[DATA RECORDS]:
----

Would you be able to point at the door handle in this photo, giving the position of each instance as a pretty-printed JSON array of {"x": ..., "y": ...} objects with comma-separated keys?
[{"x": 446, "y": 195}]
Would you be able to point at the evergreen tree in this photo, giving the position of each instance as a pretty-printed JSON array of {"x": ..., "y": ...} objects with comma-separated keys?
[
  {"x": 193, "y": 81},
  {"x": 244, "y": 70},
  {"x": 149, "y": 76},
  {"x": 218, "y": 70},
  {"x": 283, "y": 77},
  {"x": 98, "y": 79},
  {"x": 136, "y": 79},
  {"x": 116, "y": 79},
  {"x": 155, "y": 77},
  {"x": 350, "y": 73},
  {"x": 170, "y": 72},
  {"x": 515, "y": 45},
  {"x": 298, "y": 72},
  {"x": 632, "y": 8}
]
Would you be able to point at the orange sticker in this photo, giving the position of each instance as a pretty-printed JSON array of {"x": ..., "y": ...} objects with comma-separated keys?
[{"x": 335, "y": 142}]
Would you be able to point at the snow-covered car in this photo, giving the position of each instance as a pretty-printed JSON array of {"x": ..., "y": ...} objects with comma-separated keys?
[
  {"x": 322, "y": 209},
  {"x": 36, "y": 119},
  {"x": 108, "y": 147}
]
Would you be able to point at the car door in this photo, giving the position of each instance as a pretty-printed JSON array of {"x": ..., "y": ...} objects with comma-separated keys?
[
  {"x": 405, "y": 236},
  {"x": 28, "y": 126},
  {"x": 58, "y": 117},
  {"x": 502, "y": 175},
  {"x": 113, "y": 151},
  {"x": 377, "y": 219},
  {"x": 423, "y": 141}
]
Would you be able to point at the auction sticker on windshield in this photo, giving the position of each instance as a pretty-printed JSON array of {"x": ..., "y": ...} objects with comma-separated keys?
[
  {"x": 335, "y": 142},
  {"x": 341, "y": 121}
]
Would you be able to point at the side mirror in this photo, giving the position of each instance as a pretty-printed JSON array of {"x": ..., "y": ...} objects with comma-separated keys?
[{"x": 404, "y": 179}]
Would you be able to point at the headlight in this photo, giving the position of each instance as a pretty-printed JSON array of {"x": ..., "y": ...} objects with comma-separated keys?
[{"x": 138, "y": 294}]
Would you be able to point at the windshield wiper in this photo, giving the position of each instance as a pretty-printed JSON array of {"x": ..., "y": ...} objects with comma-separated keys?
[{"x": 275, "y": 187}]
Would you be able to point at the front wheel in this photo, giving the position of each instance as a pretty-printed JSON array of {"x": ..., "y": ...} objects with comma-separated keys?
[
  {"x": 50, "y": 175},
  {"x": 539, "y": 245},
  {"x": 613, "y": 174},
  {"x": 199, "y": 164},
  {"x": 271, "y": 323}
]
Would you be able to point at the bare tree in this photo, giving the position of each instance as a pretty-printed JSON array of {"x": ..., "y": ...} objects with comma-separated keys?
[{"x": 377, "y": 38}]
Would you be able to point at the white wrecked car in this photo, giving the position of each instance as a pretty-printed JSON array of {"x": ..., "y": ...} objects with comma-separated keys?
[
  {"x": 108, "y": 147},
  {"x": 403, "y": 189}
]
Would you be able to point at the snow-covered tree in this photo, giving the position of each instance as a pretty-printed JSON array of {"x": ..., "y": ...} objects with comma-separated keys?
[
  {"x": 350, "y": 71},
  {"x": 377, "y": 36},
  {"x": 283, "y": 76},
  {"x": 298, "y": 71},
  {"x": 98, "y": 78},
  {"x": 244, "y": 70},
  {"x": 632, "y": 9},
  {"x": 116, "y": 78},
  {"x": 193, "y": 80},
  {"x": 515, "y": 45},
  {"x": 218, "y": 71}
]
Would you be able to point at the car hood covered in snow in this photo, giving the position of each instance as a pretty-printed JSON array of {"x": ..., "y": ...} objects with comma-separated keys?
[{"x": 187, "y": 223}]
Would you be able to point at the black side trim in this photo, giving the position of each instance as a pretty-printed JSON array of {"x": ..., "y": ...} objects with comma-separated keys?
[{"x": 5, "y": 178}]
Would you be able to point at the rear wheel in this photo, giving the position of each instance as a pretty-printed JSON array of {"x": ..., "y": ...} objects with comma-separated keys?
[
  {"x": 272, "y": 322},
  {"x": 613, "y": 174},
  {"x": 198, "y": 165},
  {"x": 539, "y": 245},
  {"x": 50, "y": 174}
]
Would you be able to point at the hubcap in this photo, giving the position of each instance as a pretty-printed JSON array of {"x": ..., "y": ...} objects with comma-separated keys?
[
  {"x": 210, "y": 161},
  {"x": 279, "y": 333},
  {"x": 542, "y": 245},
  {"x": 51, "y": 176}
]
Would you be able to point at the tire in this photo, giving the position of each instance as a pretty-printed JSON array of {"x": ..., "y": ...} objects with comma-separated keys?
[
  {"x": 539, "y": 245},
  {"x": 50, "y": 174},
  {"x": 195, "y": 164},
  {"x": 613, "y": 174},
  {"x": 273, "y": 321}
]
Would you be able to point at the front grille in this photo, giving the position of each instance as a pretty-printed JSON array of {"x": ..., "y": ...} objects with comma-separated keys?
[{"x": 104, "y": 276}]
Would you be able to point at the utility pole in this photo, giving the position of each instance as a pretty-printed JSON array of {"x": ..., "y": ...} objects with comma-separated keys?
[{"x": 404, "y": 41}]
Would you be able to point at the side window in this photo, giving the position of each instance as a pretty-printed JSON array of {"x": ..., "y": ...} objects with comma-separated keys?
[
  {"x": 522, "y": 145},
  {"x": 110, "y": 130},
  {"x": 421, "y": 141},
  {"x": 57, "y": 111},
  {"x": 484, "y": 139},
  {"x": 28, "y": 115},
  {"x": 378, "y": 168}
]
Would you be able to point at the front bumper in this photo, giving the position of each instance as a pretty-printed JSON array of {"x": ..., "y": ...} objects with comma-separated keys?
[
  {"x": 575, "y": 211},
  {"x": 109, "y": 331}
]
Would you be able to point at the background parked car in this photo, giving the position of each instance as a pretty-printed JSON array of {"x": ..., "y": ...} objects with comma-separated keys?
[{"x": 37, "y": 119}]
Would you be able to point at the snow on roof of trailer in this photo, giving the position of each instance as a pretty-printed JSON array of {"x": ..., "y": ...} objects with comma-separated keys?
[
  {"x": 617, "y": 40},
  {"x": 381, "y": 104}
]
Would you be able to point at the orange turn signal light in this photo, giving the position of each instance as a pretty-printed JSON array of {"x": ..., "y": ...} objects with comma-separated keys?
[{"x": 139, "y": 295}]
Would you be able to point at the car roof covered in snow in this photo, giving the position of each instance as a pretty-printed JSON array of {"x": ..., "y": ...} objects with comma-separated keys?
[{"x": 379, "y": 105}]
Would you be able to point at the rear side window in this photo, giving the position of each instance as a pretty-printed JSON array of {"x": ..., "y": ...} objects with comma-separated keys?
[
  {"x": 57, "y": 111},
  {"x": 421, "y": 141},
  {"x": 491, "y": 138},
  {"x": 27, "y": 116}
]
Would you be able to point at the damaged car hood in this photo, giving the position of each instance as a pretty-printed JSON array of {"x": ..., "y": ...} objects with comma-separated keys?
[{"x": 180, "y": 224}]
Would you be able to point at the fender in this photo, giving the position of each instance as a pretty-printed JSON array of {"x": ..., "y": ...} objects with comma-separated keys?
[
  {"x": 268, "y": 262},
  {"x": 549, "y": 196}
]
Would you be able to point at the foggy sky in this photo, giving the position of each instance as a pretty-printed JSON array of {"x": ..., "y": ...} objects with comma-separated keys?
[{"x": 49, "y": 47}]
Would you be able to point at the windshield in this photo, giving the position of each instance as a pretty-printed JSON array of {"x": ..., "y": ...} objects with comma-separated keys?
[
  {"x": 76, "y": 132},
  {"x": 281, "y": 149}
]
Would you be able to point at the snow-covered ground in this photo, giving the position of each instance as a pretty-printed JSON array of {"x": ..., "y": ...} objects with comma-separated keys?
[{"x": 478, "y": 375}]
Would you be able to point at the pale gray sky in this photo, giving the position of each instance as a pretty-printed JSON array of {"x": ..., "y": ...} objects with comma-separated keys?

----

[REQUIREMENTS]:
Quote only the lines from the line containing "Would you be able to point at the fender" through the end of the entries, keeping the first and the last.

[WRITTEN SOLUTION]:
Would you be able to point at the fender in this photo, giving the position of each instance as a pretty-printed JSON array of {"x": ..., "y": ...} objects with comma-separated keys?
[
  {"x": 268, "y": 262},
  {"x": 549, "y": 196}
]
Would you be able to point at the foggy sky in this photo, giving the position of each instance as a pretty-printed JSON array of {"x": ..., "y": ...} objects with comma-separated keys?
[{"x": 49, "y": 47}]
Would you be able to point at the windshield in this photo, giving the position of each instance as a pretty-printed JSON array of {"x": ..., "y": ...} objects with comma-separated keys?
[
  {"x": 76, "y": 132},
  {"x": 281, "y": 149}
]
Would you be able to point at the snow-covered ground in this photo, giving the position of each instance as a pretty-printed JSON array of {"x": ..., "y": ...} objects with comma-separated keys?
[{"x": 478, "y": 375}]
Would you be able to point at the pale gray sky in this photo, giving the position of each instance as a pretty-printed JSON array of {"x": ..., "y": ...} objects with comma-separated keys?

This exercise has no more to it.